● **What to work on**:
Copy out every line of the material below, word for word and unchanged.

[Records from a pointing dataset]
■ ■ ■ ■ ■ ■ ■
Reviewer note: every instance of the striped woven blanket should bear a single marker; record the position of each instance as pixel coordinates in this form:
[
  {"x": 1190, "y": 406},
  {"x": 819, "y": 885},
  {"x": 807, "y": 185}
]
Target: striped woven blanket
■ ■ ■ ■ ■ ■ ■
● **Output of the exercise**:
Reviewer note: every instance of the striped woven blanket should bear a single marker; record the position of each instance as pixel coordinates in this form:
[
  {"x": 1190, "y": 406},
  {"x": 819, "y": 885},
  {"x": 807, "y": 185}
]
Target: striped woven blanket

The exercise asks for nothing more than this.